Supplied data —
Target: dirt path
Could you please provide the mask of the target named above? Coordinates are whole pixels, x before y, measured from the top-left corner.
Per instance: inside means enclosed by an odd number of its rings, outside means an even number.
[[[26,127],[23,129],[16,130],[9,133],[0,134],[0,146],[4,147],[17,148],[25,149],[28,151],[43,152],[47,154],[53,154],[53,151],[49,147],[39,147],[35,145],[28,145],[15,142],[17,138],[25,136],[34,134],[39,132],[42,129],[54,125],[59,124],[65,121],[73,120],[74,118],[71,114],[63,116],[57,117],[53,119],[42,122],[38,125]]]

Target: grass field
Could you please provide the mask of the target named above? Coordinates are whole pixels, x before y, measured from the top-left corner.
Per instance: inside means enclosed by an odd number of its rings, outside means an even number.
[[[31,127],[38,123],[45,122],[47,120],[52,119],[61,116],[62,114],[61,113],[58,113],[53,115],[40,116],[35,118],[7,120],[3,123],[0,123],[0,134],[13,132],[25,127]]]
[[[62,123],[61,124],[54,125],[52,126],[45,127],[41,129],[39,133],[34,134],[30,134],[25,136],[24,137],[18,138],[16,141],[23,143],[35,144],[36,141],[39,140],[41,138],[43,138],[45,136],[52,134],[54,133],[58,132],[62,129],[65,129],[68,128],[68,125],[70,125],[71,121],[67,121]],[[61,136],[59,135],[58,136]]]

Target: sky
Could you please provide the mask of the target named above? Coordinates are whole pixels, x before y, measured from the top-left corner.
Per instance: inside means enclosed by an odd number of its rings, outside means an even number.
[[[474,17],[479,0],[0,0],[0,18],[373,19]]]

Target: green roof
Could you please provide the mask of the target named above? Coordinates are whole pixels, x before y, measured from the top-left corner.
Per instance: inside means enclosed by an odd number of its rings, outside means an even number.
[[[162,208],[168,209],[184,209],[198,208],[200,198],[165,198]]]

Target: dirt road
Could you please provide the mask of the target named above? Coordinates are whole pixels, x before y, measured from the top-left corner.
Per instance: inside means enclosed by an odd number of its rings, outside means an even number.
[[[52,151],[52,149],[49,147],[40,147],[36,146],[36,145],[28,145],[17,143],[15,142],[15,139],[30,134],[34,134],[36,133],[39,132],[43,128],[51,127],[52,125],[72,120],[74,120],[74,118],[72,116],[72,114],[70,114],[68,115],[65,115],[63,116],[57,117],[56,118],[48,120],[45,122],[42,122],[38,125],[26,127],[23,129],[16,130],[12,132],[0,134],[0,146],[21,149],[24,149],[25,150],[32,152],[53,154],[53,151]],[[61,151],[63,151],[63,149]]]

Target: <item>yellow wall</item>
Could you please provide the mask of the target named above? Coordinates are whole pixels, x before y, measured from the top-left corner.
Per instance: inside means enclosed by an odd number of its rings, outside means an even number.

Goal — Copy the material above word for word, starting with the line that holds "Target: dirt road" and going to the very end, both included.

Finished exercise —
Target: dirt road
Could you please provide the mask of the target named above? Coordinates are whole pixels, x before y, measured from the top-left corner.
Per instance: inside means enclosed by an odd number of its rings, outside means an even number.
[[[52,151],[52,149],[49,147],[40,147],[36,146],[36,145],[28,145],[17,143],[15,142],[15,139],[30,134],[34,134],[36,133],[39,132],[43,128],[51,127],[52,125],[72,120],[74,120],[74,118],[72,116],[72,114],[70,114],[68,115],[65,115],[63,116],[57,117],[56,118],[48,120],[45,122],[42,122],[38,125],[26,127],[23,129],[16,130],[12,132],[0,134],[0,146],[21,149],[24,149],[25,150],[32,152],[53,154],[53,151]],[[61,151],[63,151],[63,149]]]

Target: <item>yellow wall</item>
Could you please provide the mask of the target named above? Coordinates are whole pixels, x before y, measured from the top-left corner.
Per instance: inside means enclosed by an odd number of its rings, outside means an even number.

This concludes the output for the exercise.